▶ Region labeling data
____

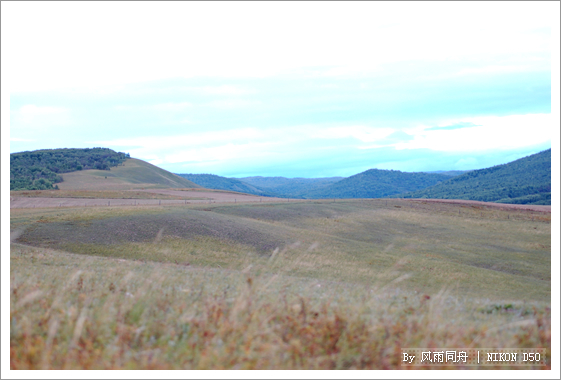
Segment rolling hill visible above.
[304,169,450,199]
[403,149,551,205]
[58,158,201,190]
[10,148,200,191]
[176,174,275,197]
[10,148,130,190]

____

▶ WRITTEN REQUEST
Please pick out each line of the data above that contains the string "Segment" and copy those lines in full. Case matters when matching.

▶ FINAL ANSWER
Segment rolling hill visible above.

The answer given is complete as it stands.